WHAT IS EXPECTED => Put every line of the entries below into a Markdown table with two columns, Row and Entry line, numbering the rows in order and skipping blank lines. Leave the pictures out of your answer.

INFORMATION SUPPLIED =>
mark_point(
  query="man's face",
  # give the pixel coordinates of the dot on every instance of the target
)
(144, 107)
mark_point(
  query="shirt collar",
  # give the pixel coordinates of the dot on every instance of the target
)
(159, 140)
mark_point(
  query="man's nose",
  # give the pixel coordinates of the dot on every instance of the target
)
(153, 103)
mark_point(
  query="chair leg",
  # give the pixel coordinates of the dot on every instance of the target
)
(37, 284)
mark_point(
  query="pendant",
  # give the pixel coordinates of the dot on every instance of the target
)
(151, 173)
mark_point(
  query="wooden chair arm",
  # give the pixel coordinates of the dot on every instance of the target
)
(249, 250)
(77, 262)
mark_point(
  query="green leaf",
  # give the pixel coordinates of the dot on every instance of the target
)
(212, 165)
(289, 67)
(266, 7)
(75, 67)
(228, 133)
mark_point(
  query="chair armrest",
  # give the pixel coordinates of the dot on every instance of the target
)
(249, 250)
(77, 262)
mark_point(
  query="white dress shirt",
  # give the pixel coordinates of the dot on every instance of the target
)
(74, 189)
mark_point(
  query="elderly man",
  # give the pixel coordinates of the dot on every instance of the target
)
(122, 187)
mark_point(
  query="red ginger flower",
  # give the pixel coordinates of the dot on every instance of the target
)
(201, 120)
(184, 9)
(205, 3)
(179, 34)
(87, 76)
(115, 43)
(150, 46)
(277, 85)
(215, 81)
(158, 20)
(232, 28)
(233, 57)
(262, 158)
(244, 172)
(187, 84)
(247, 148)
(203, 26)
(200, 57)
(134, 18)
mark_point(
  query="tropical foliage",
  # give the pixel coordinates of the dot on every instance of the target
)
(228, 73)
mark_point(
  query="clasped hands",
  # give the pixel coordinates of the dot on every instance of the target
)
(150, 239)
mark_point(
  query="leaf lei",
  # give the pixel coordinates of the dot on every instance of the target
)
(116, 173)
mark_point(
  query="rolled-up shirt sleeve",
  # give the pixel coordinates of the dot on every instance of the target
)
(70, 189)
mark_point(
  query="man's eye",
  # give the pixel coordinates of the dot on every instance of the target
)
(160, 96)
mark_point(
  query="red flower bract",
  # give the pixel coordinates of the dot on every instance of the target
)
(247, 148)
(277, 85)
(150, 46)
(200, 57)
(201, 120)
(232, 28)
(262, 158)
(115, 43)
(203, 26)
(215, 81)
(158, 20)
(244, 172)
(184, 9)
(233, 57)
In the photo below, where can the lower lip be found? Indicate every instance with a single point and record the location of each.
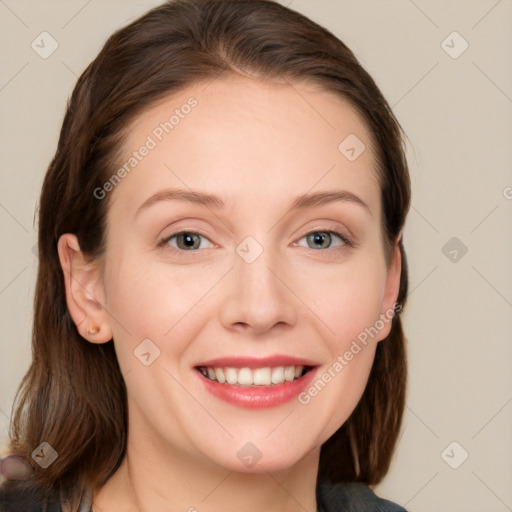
(258, 397)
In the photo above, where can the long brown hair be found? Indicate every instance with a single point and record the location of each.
(73, 395)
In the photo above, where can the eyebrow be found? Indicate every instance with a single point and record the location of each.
(215, 202)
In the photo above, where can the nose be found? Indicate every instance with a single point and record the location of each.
(259, 295)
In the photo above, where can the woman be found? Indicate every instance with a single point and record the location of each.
(220, 268)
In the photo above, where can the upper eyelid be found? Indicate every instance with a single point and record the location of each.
(344, 238)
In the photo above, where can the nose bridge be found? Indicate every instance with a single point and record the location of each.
(257, 294)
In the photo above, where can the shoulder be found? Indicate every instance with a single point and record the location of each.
(352, 497)
(27, 497)
(17, 496)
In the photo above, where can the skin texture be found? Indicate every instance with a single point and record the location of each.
(258, 145)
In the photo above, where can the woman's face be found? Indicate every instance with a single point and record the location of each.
(256, 288)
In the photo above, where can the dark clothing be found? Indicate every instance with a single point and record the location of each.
(341, 497)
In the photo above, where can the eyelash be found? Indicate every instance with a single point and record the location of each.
(164, 242)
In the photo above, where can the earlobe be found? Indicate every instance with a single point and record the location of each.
(391, 290)
(85, 295)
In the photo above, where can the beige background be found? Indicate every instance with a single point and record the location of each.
(457, 113)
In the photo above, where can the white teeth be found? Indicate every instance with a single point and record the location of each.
(261, 377)
(278, 375)
(254, 377)
(245, 377)
(231, 376)
(289, 373)
(219, 375)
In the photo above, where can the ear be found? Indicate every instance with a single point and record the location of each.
(389, 306)
(85, 294)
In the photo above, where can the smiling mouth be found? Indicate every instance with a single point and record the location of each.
(253, 377)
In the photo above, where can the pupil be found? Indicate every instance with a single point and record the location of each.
(319, 238)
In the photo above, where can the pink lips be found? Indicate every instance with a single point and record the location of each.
(257, 397)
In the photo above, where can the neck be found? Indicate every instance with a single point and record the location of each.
(150, 480)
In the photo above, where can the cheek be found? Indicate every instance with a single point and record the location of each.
(350, 299)
(155, 301)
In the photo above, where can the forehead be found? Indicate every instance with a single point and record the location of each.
(237, 136)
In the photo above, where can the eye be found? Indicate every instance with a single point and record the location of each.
(185, 241)
(323, 239)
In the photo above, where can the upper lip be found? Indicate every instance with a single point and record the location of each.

CORRECT RESPONSE =>
| Row | Entry line |
|---|---|
| 1 | mark_point( |
| 2 |   query="man's face", |
| 3 |   # give the pixel coordinates of the dot on every instance of the target |
| 4 | ) |
| 5 | (144, 107) |
| 6 | mark_point( |
| 7 |   query="shirt collar", |
| 8 |   # give the pixel coordinates of the dot on every instance of the target |
| 9 | ) |
| 10 | (159, 140) |
| 11 | mark_point( |
| 12 |   query="man's nose", |
| 13 |   # give the pixel coordinates of the dot on every instance of the target |
| 14 | ) |
| 15 | (153, 103) |
| 16 | mark_point( |
| 17 |   query="chair leg", |
| 18 |   # give the pixel coordinates of the dot on every instance of the target |
| 19 | ) |
| 20 | (37, 284) |
| 21 | mark_point( |
| 22 |   query="pendant", |
| 23 |   # give the pixel coordinates of the dot on every instance of the target |
| 24 | ) |
| 25 | (151, 173) |
| 26 | mark_point( |
| 27 |   query="wooden chair arm", |
| 28 |   # give the pixel coordinates of the dot on every instance of the target |
| 29 | ) |
| 30 | (249, 250) |
| 31 | (77, 262) |
| 32 | mark_point( |
| 33 |   query="green leaf", |
| 34 |   # give the pixel coordinates of the dot on every instance of the target |
| 35 | ) |
| 36 | (212, 165) |
| 37 | (289, 67) |
| 38 | (266, 7) |
| 39 | (75, 67) |
| 40 | (228, 133) |
| 41 | mark_point( |
| 42 |   query="chair armrest", |
| 43 |   # give the pixel coordinates of the dot on every instance of the target |
| 44 | ) |
| 45 | (249, 250) |
| 46 | (77, 262) |
| 47 | mark_point( |
| 48 |   query="white dress shirt", |
| 49 |   # give the pixel coordinates of the dot on every instance of the target |
| 50 | ) |
| 51 | (74, 189) |
| 52 | mark_point( |
| 53 |   query="elderly man", |
| 54 |   # give the pixel coordinates of the dot on every instance of the target |
| 55 | ) |
| 56 | (122, 187) |
| 57 | mark_point( |
| 58 |   query="red ginger flower", |
| 59 |   # give the pixel coordinates of the dot on every instance of the target |
| 60 | ) |
| 61 | (201, 120) |
| 62 | (184, 9) |
| 63 | (205, 3) |
| 64 | (179, 34) |
| 65 | (87, 76) |
| 66 | (115, 43) |
| 67 | (150, 46) |
| 68 | (277, 85) |
| 69 | (215, 81) |
| 70 | (158, 20) |
| 71 | (232, 28) |
| 72 | (233, 57) |
| 73 | (262, 158) |
| 74 | (244, 172) |
| 75 | (187, 84) |
| 76 | (247, 148) |
| 77 | (203, 26) |
| 78 | (200, 57) |
| 79 | (134, 18) |
| 80 | mark_point( |
| 81 |   query="tropical foliage", |
| 82 |   # give the pixel coordinates of the dot on every instance of the target |
| 83 | ) |
| 84 | (228, 73) |
| 85 | mark_point( |
| 86 |   query="clasped hands", |
| 87 |   # give the pixel coordinates of the dot on every instance of the target |
| 88 | ) |
| 89 | (150, 239) |
| 90 | mark_point( |
| 91 |   query="leaf lei", |
| 92 |   # give the pixel coordinates of the dot on every instance of the target |
| 93 | ) |
| 94 | (116, 173) |
| 95 | mark_point( |
| 96 |   query="rolled-up shirt sleeve", |
| 97 |   # give the pixel coordinates of the dot on every instance of the target |
| 98 | ) |
| 99 | (70, 189) |
| 100 | mark_point( |
| 101 |   query="man's eye", |
| 102 |   # give the pixel coordinates of the dot on every instance of the target |
| 103 | ) |
| 104 | (160, 96) |
| 105 | mark_point( |
| 106 |   query="red flower bract", |
| 107 |   # give the pixel coordinates of the dot on every instance of the target |
| 108 | ) |
| 109 | (247, 148) |
| 110 | (277, 85) |
| 111 | (150, 46) |
| 112 | (200, 57) |
| 113 | (201, 120) |
| 114 | (232, 28) |
| 115 | (262, 158) |
| 116 | (115, 43) |
| 117 | (203, 26) |
| 118 | (215, 81) |
| 119 | (158, 20) |
| 120 | (244, 172) |
| 121 | (184, 9) |
| 122 | (233, 57) |
| 123 | In the photo below, where can the lower lip be found? Indicate every instance with a single point and record the location of each. |
| 124 | (258, 397) |
| 125 | In the photo above, where can the long brown hair be found? Indicate every instance with a single point and record the location of each. |
| 126 | (73, 395) |
| 127 | In the photo above, where can the eyebrow be found? Indicate every instance with a single point and record the location of each. |
| 128 | (215, 202) |
| 129 | In the photo above, where can the nose be found? Indicate every instance with a single point and record the location of each. |
| 130 | (259, 295) |
| 131 | In the photo above, where can the woman be found? Indicate every instance with a single point and record the location of each. |
| 132 | (220, 268) |
| 133 | In the photo above, where can the upper eyelid be found? Indicate every instance with a single point and record the location of each. |
| 134 | (344, 238) |
| 135 | In the photo above, where can the nose bridge be found? Indicate every instance with a single point and record the location of each. |
| 136 | (257, 294) |
| 137 | In the photo above, where can the shoulder be found? Indicate every instance with a single point and record the location of each. |
| 138 | (352, 497) |
| 139 | (27, 497) |
| 140 | (17, 496) |
| 141 | In the photo above, where can the skin texture be found? Indicate every instance with a single point and record the location of each. |
| 142 | (258, 145) |
| 143 | In the photo above, where can the woman's face be found? Indicate every instance with a single point and record the location of each. |
| 144 | (256, 288) |
| 145 | In the photo above, where can the dark clothing be found? Indicate every instance with a single point and record the location of each. |
| 146 | (341, 497) |
| 147 | In the photo above, where can the eyelash be found? Indicate every instance with a single point and record the location of each. |
| 148 | (164, 242) |
| 149 | In the photo above, where can the earlobe be found? Indicate every instance with a single point and record the location of each. |
| 150 | (391, 290) |
| 151 | (85, 295) |
| 152 | In the photo above, where can the beige background be found? Indicate every instance with a single point and record the location of each. |
| 153 | (457, 113) |
| 154 | In the photo above, where can the white teeth be found? Indicate every instance with a single point and record the location of each. |
| 155 | (261, 377) |
| 156 | (278, 375) |
| 157 | (254, 377) |
| 158 | (245, 377) |
| 159 | (231, 376) |
| 160 | (289, 373) |
| 161 | (219, 375) |
| 162 | In the photo above, where can the ear be found? Indicate every instance with a single point and record the location of each. |
| 163 | (389, 306) |
| 164 | (85, 294) |
| 165 | In the photo above, where can the smiling mouth be found? Indicate every instance with a single point and record the location of each. |
| 166 | (253, 377) |
| 167 | In the photo above, where can the pupil be found? Indicate every instance with a single point and record the location of each. |
| 168 | (319, 238) |
| 169 | In the photo above, where can the pink lips be found? Indicate every instance with a single point and record the location of each. |
| 170 | (257, 397) |
| 171 | In the photo above, where can the neck be found? Indicate every instance with a single point and record the location of each. |
| 172 | (150, 480) |
| 173 | In the photo above, where can the cheek be found? Indicate every instance with a single point and record the location of each. |
| 174 | (350, 299) |
| 175 | (155, 301) |
| 176 | In the photo above, where can the forehead be found? Indicate every instance with a single point and record the location of each. |
| 177 | (237, 136) |
| 178 | In the photo above, where can the eye be found? Indicate every instance with a single point and record the location of each. |
| 179 | (185, 241) |
| 180 | (323, 239) |
| 181 | In the photo above, where can the upper lip be found? Indicate every instance with a single point and record the location of each. |